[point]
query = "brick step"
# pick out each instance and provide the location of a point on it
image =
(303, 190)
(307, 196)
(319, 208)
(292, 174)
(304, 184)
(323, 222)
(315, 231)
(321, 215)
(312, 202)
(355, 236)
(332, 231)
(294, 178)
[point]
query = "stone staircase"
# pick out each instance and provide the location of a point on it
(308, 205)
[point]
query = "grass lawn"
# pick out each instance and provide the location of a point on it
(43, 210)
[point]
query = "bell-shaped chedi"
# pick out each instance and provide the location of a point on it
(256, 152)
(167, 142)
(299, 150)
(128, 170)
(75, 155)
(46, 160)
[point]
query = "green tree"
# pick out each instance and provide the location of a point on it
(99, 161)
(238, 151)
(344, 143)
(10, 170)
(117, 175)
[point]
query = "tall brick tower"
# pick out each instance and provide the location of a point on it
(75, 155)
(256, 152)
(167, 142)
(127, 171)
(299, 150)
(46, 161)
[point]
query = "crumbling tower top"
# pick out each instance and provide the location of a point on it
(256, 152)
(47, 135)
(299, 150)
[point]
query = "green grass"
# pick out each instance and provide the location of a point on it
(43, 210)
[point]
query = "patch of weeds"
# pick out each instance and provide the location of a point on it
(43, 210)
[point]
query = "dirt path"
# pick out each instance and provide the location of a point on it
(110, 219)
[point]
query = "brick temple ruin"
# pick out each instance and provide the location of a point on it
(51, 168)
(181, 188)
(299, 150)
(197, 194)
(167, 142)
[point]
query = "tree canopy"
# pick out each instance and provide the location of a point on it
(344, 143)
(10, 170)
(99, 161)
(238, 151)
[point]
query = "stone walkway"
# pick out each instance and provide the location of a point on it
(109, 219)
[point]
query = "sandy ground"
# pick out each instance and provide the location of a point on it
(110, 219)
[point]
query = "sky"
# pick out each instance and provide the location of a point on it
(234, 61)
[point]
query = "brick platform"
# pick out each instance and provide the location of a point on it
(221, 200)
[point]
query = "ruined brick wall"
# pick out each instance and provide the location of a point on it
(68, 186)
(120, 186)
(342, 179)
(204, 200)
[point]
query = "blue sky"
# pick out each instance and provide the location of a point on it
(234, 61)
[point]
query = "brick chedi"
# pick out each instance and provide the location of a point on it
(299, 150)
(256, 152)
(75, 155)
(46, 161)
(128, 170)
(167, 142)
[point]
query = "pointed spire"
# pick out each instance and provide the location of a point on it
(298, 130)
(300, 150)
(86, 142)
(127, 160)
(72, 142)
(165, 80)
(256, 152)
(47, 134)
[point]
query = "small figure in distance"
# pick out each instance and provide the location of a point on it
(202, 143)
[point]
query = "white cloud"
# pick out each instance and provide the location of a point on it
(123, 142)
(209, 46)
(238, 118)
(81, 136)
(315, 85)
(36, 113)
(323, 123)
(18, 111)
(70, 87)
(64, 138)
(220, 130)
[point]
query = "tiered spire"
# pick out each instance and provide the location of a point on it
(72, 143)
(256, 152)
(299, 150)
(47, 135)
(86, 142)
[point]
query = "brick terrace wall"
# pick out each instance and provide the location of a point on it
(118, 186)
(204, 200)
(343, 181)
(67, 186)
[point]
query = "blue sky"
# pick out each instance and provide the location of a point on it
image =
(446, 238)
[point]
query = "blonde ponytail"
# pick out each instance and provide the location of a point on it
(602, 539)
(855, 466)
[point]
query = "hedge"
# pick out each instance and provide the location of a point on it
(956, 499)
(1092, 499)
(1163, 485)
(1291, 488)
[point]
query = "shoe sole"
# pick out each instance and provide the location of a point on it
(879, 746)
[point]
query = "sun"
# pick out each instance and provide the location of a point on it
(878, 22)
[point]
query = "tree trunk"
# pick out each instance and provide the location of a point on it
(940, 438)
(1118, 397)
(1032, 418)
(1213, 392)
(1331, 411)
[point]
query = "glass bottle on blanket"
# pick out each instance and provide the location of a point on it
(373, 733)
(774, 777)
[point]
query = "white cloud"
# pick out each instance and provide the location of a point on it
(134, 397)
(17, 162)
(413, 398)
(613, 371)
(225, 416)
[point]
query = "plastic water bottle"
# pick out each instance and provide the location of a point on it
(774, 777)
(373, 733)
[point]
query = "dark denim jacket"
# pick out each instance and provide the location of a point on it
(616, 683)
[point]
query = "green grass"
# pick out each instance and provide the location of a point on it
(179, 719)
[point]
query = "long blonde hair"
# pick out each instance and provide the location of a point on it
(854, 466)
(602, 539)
************
Exercise: Pick out every line in the items above that contains the string "bottle" and copy each one. Case counts.

Written answer:
query = "glass bottle on blanket"
query = "plastic water bottle"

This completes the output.